§ **Short task**
Reproduce the items below word for word, from the very first line through the line that contains "[(277, 255), (205, 337)]", including both of those lines.

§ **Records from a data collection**
— START —

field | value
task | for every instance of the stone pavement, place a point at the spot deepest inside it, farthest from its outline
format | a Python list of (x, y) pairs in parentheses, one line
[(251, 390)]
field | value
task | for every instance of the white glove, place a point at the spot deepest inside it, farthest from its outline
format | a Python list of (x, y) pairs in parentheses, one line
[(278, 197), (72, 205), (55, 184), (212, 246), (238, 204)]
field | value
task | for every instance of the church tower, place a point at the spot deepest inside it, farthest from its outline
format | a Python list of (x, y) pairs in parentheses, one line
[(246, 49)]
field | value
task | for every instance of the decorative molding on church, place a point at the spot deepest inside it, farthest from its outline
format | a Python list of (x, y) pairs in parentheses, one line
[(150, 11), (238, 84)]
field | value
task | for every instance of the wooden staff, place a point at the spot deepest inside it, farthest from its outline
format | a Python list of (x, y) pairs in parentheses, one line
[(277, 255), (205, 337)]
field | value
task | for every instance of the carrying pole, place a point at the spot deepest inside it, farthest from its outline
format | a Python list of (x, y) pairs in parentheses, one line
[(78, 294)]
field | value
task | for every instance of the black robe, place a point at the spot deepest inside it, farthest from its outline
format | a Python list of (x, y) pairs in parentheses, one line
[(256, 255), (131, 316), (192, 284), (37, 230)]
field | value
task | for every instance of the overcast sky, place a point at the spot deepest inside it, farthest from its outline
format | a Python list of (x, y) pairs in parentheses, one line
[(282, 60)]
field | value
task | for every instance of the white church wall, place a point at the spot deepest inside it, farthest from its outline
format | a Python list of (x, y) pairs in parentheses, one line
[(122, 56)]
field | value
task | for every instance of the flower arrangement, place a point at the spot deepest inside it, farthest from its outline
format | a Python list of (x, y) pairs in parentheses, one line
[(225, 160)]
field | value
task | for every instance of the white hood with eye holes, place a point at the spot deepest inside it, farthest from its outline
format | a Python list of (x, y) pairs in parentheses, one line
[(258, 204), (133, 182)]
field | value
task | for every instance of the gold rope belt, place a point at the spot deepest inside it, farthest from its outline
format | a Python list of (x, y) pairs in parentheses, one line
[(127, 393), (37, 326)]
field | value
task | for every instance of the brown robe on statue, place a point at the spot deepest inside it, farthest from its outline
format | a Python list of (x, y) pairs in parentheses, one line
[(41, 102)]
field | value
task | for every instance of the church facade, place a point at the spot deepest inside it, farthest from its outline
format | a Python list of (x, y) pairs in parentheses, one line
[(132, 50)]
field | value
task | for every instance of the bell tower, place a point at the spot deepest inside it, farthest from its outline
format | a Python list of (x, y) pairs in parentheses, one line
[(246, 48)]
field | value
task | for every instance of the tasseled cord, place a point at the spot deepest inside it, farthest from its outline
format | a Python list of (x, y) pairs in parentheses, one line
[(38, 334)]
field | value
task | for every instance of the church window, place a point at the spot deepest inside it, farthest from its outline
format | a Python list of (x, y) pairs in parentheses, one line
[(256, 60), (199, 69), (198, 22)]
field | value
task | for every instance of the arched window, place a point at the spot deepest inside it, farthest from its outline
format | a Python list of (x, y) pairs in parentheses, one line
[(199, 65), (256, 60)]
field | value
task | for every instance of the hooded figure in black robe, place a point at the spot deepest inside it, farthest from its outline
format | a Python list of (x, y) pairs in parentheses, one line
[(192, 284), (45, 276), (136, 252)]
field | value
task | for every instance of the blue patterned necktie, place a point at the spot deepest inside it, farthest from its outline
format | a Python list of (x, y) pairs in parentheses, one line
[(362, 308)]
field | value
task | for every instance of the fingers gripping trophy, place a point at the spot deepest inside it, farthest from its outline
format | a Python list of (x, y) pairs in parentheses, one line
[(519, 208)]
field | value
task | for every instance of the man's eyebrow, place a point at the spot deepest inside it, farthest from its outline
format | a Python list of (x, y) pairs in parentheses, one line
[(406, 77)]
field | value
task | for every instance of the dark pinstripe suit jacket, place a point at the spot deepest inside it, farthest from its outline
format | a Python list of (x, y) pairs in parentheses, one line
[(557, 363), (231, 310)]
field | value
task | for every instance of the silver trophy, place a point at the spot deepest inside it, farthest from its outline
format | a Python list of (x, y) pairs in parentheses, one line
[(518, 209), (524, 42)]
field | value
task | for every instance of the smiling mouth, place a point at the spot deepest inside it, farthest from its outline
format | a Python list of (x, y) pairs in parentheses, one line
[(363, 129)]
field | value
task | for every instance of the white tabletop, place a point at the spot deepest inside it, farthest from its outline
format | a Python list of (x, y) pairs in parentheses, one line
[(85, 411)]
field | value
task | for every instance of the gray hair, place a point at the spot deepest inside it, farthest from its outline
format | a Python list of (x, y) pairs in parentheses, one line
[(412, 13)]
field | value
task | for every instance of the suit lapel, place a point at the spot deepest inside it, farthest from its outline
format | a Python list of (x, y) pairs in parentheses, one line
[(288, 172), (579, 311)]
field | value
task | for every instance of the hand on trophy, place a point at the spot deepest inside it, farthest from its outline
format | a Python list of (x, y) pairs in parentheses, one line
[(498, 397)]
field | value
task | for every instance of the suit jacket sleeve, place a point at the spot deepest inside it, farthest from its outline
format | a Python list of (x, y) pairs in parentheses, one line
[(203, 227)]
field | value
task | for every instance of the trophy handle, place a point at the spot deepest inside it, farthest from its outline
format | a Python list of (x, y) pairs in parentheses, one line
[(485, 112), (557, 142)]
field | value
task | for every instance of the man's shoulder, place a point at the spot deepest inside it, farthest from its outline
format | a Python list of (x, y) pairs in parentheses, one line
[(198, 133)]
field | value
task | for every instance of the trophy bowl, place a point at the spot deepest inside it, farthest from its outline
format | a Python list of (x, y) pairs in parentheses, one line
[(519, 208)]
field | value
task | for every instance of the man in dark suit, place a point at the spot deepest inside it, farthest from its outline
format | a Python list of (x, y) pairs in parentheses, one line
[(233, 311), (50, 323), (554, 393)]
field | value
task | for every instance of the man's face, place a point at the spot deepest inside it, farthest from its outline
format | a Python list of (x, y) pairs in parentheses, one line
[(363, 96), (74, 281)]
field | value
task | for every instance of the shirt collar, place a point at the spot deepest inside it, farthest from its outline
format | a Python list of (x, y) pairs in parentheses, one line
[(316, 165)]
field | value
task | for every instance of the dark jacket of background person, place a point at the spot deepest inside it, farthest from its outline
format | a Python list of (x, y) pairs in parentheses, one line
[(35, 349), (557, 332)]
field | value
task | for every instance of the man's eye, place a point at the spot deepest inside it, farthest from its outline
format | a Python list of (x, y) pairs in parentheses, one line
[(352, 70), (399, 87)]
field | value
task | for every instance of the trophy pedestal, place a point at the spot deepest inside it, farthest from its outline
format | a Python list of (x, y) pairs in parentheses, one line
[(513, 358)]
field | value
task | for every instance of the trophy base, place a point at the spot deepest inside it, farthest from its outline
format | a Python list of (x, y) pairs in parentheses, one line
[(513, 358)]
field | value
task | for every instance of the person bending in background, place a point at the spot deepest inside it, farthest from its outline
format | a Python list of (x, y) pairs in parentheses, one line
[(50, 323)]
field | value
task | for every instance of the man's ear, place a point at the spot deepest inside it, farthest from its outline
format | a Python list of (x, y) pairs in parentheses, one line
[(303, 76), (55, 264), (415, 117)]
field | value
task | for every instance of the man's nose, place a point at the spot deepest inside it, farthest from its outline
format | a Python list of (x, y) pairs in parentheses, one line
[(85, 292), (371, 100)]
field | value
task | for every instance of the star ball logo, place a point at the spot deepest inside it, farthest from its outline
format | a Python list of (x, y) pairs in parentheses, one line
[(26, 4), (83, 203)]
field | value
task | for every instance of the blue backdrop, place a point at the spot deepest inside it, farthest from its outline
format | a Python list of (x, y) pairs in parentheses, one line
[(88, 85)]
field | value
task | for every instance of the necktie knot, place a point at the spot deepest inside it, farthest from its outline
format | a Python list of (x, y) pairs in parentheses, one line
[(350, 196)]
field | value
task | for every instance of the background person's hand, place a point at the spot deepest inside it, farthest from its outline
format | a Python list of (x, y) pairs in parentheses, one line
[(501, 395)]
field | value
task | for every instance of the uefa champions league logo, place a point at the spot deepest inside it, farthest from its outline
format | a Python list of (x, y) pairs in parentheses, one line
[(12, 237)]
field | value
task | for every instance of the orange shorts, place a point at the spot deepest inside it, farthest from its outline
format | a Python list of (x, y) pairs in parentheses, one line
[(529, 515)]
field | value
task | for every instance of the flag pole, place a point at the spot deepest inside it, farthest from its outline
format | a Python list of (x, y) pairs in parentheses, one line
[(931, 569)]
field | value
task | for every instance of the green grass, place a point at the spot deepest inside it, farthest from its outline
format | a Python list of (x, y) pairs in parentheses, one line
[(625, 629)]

— END —

§ **Task output**
field | value
task | for every instance of the stone pavement, place a point at the spot deepest inside it, farthest from its outline
format | a Python list of (x, y) pairs in parentheses, one line
[(251, 390)]
field | value
task | for every instance of the white glove, place a point at the spot deepest inside it, farthest from its outline
format | a Python list of (x, y) pairs in parentheses, one line
[(278, 197), (72, 205), (55, 184), (212, 246), (238, 204)]
field | value
task | for every instance of the church tower, place a point at the spot deepest inside it, farthest from its outline
format | a Python list of (x, y) pairs in parentheses, one line
[(246, 49)]
field | value
task | for every instance of the decorative molding on church, place a point at the spot deepest inside it, farthest from its outline
format | a Python list of (x, y) pairs in parentheses, one line
[(150, 11), (238, 84)]
field | value
task | for every instance of the wooden staff, place a point at the spot deepest inside it, farthest from its outline
format | a Python list of (x, y) pairs in parentheses, one line
[(277, 255), (205, 337)]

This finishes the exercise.